EXERCISE DESCRIPTION ▸
Reproduce the opening lines of the records exactly, please, stopping after the line that contains "light blue painted".

*** THE RECORDS ***

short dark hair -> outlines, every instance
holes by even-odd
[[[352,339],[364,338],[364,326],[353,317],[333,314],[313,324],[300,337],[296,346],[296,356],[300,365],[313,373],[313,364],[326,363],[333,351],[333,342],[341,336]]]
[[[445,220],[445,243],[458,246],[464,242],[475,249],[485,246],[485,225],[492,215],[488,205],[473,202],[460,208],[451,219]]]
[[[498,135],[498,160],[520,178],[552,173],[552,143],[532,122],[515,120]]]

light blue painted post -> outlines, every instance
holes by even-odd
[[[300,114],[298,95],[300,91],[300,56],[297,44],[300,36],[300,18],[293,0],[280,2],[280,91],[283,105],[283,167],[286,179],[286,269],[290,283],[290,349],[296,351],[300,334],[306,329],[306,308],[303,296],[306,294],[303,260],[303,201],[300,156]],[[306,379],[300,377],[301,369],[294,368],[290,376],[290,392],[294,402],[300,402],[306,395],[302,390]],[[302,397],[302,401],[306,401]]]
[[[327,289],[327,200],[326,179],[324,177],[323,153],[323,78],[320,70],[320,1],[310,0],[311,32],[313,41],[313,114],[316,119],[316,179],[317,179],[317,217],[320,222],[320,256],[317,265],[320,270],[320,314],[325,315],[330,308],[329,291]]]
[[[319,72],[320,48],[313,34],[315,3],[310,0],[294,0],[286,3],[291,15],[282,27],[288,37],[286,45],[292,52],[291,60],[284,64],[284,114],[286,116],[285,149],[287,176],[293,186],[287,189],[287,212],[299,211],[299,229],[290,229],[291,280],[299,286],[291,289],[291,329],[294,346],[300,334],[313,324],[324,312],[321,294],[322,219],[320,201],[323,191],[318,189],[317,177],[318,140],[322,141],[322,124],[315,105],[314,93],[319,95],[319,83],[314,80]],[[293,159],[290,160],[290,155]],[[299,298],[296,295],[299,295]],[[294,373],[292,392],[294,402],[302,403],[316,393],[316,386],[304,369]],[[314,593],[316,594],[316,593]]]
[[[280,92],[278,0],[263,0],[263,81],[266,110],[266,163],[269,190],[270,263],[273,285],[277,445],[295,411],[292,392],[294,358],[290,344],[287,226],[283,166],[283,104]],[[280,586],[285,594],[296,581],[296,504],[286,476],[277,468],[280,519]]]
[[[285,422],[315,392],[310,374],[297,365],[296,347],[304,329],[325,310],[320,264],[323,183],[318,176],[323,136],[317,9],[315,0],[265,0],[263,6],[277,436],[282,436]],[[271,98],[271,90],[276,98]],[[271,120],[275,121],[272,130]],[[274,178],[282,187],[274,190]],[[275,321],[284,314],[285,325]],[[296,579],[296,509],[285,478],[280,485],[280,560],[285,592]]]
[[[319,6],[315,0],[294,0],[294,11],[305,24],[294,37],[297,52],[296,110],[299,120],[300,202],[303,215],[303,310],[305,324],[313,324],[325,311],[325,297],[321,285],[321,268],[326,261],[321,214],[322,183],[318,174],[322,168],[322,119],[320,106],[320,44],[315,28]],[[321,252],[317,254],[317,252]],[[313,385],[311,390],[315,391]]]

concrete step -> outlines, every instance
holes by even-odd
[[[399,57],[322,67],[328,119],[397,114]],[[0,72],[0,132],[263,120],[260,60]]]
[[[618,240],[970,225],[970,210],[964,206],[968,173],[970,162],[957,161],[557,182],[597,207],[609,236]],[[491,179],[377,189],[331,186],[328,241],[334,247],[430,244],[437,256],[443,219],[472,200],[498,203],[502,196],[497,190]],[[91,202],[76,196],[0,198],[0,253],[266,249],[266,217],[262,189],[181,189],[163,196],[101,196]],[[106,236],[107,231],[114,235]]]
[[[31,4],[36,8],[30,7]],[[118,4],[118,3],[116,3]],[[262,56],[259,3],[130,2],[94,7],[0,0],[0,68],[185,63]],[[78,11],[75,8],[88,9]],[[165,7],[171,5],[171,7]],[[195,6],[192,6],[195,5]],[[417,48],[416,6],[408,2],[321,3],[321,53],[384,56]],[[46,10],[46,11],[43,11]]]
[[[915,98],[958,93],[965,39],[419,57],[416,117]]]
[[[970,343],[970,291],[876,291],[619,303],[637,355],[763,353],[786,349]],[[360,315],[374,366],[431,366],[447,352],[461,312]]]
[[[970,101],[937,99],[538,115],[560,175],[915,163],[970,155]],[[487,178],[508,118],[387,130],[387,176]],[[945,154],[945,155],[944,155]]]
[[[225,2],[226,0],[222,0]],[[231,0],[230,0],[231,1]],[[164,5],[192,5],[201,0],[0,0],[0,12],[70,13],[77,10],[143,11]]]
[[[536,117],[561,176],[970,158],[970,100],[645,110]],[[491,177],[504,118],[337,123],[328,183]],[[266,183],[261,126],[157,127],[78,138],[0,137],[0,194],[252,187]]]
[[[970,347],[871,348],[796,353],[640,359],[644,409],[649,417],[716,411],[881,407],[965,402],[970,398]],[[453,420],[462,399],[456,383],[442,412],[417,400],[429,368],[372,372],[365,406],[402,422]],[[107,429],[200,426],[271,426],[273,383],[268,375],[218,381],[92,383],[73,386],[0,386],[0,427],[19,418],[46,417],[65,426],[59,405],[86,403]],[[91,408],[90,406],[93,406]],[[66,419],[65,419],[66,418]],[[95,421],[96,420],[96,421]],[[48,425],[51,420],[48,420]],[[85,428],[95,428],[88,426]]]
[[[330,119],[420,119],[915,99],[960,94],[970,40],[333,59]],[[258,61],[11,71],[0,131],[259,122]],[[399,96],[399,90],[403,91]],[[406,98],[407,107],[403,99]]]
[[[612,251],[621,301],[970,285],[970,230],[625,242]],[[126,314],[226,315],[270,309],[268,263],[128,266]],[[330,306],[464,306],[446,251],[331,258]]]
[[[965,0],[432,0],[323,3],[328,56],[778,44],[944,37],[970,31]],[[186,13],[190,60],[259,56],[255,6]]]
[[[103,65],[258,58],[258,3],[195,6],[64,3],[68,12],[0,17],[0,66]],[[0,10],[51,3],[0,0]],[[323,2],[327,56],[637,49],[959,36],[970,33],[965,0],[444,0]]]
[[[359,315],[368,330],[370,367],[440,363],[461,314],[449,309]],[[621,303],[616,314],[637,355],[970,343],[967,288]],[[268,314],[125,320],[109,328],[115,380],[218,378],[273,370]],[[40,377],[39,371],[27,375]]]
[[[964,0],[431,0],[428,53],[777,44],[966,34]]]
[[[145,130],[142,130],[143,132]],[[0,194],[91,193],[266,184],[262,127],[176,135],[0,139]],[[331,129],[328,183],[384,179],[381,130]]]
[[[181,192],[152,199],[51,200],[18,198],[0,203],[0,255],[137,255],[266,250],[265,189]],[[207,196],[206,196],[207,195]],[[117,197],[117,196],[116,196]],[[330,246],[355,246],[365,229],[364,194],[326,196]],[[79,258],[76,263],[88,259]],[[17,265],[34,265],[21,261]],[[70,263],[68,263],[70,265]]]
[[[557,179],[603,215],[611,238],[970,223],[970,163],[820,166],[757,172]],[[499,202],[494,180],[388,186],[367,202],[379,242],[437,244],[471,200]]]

*** End of THE RECORDS ***

ANSWER TO THIS TASK ▸
short dark hair -> outlines, every instance
holes by even-odd
[[[352,339],[364,338],[364,326],[353,317],[333,314],[313,324],[300,337],[296,346],[296,356],[300,365],[313,373],[313,364],[326,363],[333,351],[333,342],[341,336]]]
[[[445,220],[445,243],[458,246],[464,242],[475,249],[485,246],[485,225],[492,215],[488,205],[473,202],[460,208],[451,219]]]
[[[498,135],[498,160],[520,178],[552,173],[552,143],[532,122],[515,120]]]

light blue painted post -> outlines, every instance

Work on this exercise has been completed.